Il 7 luglio del 1563 viene ordinato sacerdote dal Cardinale Federico Cesi (1500-1565) nella basilica di S. Maria Maggiore e subito dopo consacrato vescovo dal Cardinale Giovanni Antonio Serbelloni (1519-1591) nella Cappella Sistina. E come vescovo partecipa alle ultime fasi del Concilio di Trento (1562-1563) divenendo uno dei principali promotori della così detta “Controriforma” e collaborando alla stesura del “Catechismo Tridentino”. Segue le indicazioni suggerite dal Concilio che imponeva ai vescovi, di risiedere nelle rispettive diocesi di appartenenza e così Carlo prende possesso di quella di Milano.

Qui dimostra tutto il suo attaccamento e la particolare attenzione alla Chiesa ambrosiana, ne visita più volte il territorio  che poi suddivide in circoscrizioni, fonda seminari per aiutare la formazione dei sacerdoti, fa costruire chiese, scuole, collegi, ospedali, istituisce la Congregazione degli Oblati di S. Ambrogio nel 1578 preti secolari, dona ai poveri le ricchezze di famiglia. Durante la terribile pestilenza del 1576, si prodigò in prima persona per assistere i malati, dimostrando un coraggio e un altruismo esemplari. La sua presenza tra la gente è talmente costante che il periodo storico verrà ricordato come la “peste di San Carlo” e secoli dopo anche Alessandro Manzoni (1785-1873) ne parlerà nel romanzo “I Promessi Sposi”. Con la sua umanità e umiltà Carlo Borromeo divenne ben presto un simbolo di speranza e di rinnovamento per la Chiesa e per la società milanese. Nonostante i suoi numerosi impegni, trovava il tempo per dedicarsi al gioco degli scacchi e alla lettura.

» **Materiale fornito**
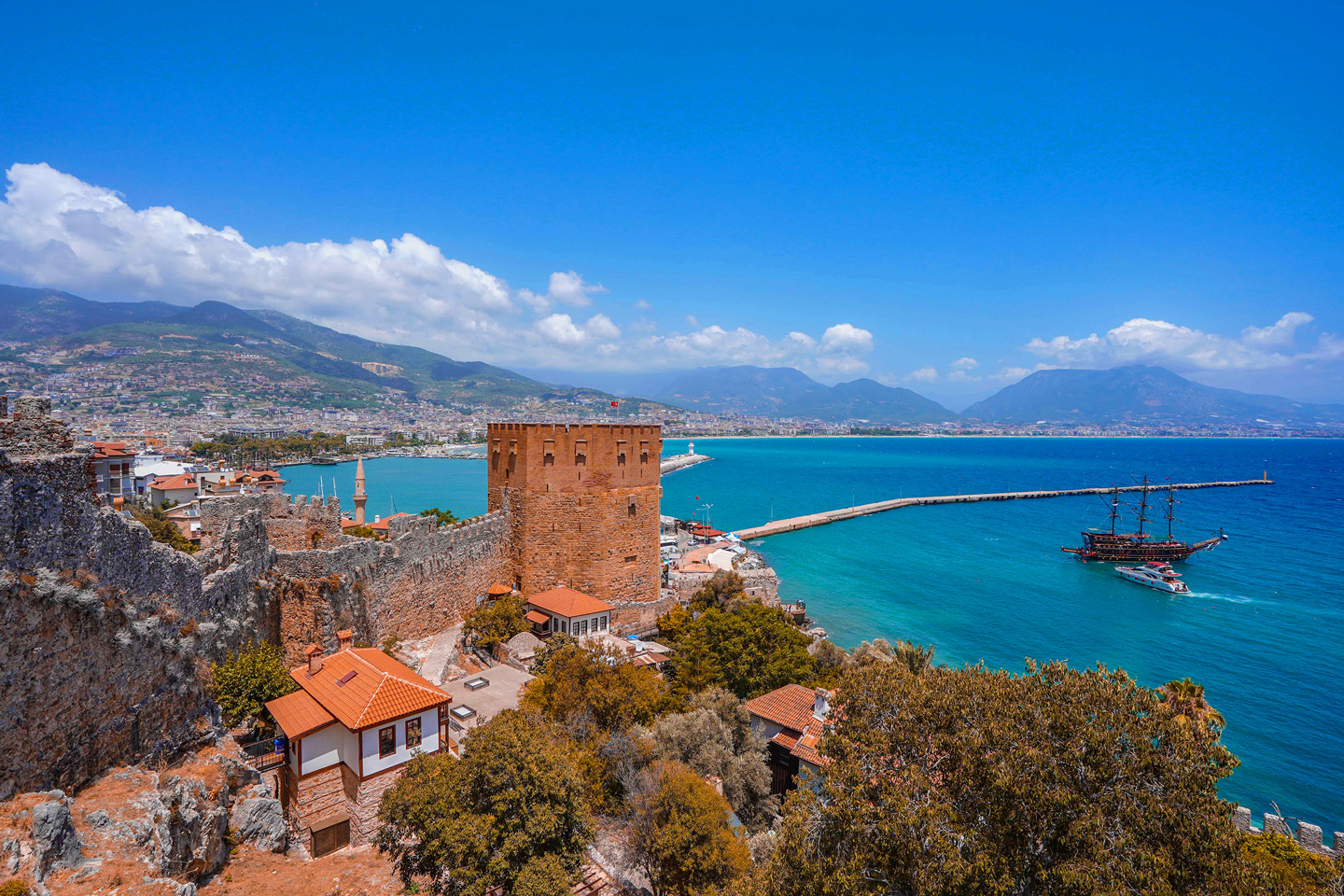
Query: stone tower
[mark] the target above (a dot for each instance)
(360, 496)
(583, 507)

==

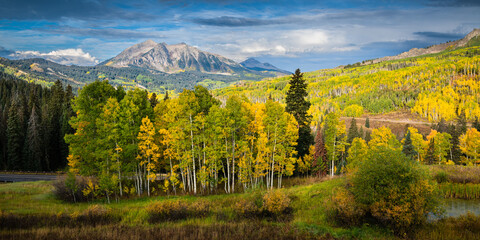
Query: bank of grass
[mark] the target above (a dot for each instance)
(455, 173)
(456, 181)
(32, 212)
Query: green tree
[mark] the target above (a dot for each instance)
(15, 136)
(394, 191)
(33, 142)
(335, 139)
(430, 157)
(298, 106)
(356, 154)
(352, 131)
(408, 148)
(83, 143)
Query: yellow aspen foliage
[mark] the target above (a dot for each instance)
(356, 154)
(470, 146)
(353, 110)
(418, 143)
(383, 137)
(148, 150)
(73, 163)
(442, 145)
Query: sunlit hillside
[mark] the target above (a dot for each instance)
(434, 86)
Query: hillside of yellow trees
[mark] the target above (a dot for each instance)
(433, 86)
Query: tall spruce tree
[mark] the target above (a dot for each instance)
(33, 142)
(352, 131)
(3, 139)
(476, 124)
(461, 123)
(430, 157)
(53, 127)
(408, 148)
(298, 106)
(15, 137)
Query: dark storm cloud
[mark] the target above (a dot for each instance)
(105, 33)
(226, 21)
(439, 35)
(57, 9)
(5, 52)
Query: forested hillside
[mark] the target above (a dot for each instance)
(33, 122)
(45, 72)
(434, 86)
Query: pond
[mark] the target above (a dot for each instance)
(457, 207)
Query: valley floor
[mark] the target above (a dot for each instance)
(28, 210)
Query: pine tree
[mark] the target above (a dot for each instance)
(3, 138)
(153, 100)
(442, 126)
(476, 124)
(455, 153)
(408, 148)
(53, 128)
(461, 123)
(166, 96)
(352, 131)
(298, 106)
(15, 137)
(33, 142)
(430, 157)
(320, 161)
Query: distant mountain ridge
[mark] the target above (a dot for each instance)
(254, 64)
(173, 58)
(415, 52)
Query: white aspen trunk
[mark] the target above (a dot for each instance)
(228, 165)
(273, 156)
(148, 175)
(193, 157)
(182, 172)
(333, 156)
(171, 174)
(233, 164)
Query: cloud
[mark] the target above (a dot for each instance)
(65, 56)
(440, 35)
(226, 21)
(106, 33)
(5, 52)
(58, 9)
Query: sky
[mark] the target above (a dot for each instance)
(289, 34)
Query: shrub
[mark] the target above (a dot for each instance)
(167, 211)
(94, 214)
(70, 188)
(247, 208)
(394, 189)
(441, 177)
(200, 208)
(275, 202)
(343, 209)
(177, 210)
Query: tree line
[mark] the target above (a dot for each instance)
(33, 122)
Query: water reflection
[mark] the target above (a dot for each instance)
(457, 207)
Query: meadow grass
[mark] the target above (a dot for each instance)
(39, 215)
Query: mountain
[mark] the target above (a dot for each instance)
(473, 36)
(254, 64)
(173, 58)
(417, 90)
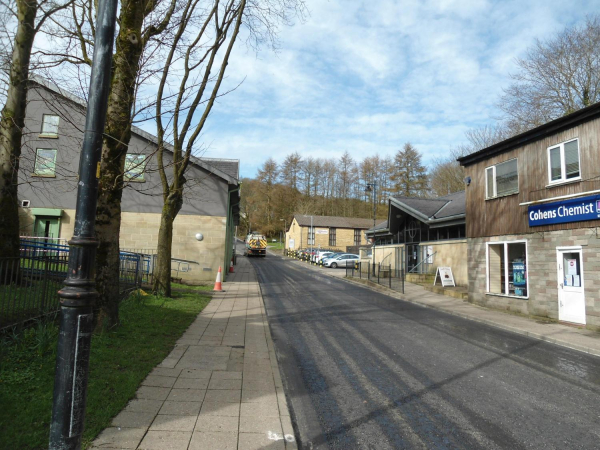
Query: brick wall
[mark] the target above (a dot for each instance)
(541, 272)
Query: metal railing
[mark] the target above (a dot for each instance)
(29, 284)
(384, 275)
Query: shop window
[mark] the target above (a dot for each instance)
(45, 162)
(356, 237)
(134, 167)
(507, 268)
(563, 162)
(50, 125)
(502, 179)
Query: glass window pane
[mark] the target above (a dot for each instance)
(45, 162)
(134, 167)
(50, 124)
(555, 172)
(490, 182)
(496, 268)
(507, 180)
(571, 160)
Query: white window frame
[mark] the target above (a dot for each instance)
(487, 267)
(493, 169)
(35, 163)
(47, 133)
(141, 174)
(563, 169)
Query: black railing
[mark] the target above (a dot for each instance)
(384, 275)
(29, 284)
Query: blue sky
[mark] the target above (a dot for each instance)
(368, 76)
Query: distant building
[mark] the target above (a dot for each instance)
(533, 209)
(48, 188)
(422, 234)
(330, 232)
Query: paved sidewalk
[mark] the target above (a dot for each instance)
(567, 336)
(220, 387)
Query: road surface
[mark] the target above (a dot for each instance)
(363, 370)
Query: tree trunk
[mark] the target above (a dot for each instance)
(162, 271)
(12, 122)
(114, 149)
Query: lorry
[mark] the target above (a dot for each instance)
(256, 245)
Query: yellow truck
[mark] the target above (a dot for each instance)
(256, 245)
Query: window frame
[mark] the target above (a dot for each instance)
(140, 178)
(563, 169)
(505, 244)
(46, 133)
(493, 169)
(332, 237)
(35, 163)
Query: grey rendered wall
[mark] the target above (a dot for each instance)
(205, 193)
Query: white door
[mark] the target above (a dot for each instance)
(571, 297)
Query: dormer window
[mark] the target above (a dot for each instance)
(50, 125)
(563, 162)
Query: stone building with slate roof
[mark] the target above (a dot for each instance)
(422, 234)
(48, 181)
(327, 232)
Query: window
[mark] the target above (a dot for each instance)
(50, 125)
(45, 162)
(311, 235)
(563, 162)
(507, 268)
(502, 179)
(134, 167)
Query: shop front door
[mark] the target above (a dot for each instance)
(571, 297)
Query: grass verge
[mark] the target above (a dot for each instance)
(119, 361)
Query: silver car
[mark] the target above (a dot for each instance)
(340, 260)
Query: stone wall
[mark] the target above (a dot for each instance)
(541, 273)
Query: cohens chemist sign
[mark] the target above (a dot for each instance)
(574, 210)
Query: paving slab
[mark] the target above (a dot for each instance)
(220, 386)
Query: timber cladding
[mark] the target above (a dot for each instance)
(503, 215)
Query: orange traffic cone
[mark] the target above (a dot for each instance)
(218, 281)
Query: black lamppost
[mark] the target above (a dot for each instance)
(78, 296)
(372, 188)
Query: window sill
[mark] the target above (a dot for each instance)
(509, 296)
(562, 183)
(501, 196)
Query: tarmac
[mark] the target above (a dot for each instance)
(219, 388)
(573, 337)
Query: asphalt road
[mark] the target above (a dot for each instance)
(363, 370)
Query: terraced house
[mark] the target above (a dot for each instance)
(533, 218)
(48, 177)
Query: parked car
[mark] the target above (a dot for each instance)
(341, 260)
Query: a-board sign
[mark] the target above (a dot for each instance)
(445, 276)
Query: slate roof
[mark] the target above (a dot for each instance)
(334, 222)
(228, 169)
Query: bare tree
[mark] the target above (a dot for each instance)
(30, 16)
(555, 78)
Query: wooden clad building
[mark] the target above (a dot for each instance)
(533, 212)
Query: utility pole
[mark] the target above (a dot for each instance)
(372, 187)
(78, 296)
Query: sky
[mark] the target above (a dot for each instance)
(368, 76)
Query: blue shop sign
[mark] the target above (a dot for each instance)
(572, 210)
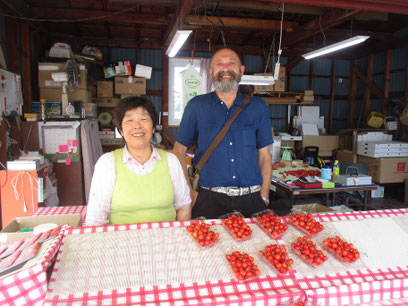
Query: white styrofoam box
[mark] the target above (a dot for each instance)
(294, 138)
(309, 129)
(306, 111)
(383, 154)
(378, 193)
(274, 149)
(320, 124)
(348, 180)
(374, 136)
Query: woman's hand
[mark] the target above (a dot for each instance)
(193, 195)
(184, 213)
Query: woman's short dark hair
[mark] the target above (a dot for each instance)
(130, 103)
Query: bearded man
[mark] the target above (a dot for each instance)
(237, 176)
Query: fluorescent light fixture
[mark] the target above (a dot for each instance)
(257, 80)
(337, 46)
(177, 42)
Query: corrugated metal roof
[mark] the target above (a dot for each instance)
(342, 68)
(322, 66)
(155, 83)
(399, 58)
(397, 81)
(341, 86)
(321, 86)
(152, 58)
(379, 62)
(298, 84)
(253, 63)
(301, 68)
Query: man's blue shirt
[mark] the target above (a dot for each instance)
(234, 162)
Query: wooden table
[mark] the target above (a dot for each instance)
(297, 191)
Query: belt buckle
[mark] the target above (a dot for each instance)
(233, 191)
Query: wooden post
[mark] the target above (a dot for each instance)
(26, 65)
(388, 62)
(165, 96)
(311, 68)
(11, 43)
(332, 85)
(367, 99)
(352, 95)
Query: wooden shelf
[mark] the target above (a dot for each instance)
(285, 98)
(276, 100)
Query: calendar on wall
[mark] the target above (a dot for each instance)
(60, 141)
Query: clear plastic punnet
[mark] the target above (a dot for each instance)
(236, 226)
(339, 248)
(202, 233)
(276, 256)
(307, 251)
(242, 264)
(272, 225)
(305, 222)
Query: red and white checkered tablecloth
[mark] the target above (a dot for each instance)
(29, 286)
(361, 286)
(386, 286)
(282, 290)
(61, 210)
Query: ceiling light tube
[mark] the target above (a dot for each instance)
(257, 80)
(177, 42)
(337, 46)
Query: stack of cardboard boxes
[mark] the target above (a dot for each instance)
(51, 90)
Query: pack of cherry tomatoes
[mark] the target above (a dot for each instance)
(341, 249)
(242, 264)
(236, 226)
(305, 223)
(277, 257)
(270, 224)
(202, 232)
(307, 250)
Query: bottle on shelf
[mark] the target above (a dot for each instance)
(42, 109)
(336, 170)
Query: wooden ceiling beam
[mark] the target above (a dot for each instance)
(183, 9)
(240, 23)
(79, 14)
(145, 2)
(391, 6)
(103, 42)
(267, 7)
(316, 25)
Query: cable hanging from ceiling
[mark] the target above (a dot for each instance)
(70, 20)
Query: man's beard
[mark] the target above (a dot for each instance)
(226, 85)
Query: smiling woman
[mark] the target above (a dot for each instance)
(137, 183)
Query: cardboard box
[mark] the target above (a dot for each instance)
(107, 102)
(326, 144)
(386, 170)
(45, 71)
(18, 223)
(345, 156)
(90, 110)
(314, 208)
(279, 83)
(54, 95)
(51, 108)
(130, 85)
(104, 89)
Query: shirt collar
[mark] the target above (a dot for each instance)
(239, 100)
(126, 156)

* * *

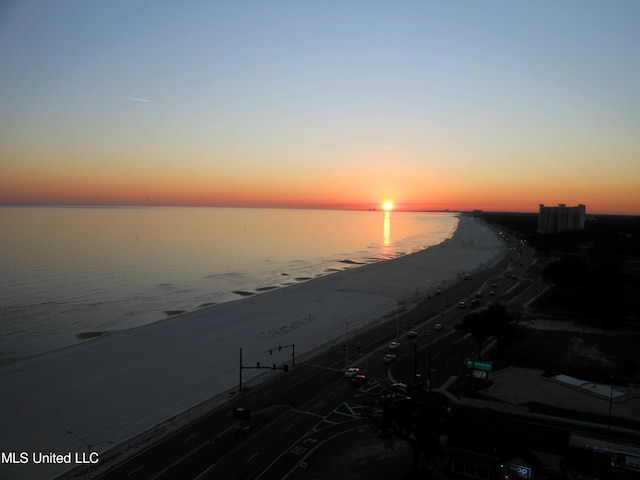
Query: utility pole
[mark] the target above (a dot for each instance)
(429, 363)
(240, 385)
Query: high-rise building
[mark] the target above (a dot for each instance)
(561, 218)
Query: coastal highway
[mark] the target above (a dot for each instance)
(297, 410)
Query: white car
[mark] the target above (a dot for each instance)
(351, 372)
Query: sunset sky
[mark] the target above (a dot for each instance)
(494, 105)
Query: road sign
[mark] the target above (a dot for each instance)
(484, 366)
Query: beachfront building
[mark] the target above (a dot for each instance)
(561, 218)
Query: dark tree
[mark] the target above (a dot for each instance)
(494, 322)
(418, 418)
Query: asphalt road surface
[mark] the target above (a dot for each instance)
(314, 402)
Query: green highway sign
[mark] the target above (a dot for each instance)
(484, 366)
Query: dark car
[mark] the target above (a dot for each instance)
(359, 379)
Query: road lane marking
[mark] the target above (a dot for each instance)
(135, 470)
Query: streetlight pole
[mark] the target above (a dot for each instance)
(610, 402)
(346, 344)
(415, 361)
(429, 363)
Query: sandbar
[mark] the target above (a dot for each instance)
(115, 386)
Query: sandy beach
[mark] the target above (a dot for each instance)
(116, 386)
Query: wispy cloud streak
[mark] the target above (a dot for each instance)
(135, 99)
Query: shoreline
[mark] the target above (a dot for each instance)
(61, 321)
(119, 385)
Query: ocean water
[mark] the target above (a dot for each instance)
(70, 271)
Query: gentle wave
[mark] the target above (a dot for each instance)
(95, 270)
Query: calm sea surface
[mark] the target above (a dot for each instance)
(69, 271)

» **La richiesta**
Prosegui il brano su Carlo Borromeo subito dopo l'ultima frase riportata.

» **Risposta scritta**
Carlo Borromeo morirà a soli 46 anni, e il suo corpo venne deposto nella cripta del duomo di Milano, dove ancora oggi riposa, mentre il suo cuore è conservato nella chiesa dei lombardi a Roma, la basilica minore dei Santi Carlo e Ambrogio in via del Corso.

Venne beatificato nel 1602 per volontà di Clemente VIII (1536-1605) e otto anni più tardi è stato proclamato santo il 1° novembre del 1610 dal pontefice Paolo V (1605-1621).

Infine c’è da ricordare l’imponente statua di San Carlo ad Arona, comunemente chiamata Sancarlone, che domina il paesaggio del Lago Maggiore, l’opera inaugurata nel 1698 fu fatta erigere dal cugino Federico Borromeo (1564-1631) anch’egli arcivescovo di Milano.